▶ [EXERCISE AIM]: Repeat every record exactly as written.

▼▼▼

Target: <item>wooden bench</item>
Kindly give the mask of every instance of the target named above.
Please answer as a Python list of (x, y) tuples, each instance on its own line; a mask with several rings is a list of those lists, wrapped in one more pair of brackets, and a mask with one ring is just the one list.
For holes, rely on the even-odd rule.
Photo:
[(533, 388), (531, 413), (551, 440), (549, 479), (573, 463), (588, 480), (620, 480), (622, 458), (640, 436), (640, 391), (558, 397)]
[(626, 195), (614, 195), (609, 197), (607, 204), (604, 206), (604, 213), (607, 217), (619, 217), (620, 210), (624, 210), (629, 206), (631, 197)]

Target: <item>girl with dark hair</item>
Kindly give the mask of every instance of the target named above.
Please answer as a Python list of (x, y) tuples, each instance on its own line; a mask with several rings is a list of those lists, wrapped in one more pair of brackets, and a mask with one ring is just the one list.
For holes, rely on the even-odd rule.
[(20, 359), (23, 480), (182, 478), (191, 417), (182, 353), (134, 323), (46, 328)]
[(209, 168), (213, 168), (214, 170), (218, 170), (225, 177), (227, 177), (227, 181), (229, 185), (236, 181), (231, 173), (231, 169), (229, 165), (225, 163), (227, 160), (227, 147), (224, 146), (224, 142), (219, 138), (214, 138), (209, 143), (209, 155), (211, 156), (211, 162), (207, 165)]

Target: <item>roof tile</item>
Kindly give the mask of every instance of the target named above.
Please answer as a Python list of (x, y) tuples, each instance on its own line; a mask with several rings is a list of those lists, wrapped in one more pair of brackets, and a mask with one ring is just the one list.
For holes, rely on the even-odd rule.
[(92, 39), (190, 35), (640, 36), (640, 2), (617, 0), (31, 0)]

▲▲▲

▶ [OUTPUT OF THE TASK]:
Target: <item>wooden bench</item>
Kindly give the mask of every instance of the target named above.
Please answer as a Python list of (x, y) tuples, each instance on its own line; a mask with several rings is a list of those lists, wrapped in one more pair of brackets, and a mask with one ring is just the one list.
For holes, rely on the even-odd rule.
Photo:
[(533, 388), (531, 413), (551, 440), (549, 479), (573, 463), (588, 480), (620, 480), (622, 458), (640, 436), (640, 391), (558, 397)]
[(626, 195), (614, 195), (609, 197), (607, 204), (604, 206), (604, 213), (607, 217), (619, 217), (620, 210), (624, 210), (629, 206), (631, 197)]

Target: <item>girl with dark hair</item>
Kindly give the mask of every instance of the target named above.
Please answer as a Python list of (x, y) tuples, each instance on its own line; a mask with several rings is a list of those lists, wrapped in one more pair of brackets, and a mask with one ring is just the one list.
For holes, rely on the even-odd rule.
[(20, 359), (23, 480), (182, 478), (191, 417), (182, 353), (134, 323), (46, 328)]
[(209, 168), (213, 168), (214, 170), (218, 170), (225, 177), (227, 177), (227, 181), (229, 185), (236, 181), (231, 173), (231, 169), (229, 165), (225, 163), (227, 160), (227, 147), (224, 146), (224, 142), (219, 138), (214, 138), (209, 143), (209, 155), (211, 156), (211, 162), (207, 165)]

Target: <item>roof tile</item>
Kindly give the mask of every instance of the target named above.
Please answer as a Python list of (x, y) tuples, each instance on its own line; a mask with several rings is a list of those lists, wrapped in one more pair of brackets, and a mask with one ring is just the one list.
For holes, rely on the even-odd rule.
[(92, 39), (190, 35), (640, 36), (640, 2), (617, 0), (31, 0)]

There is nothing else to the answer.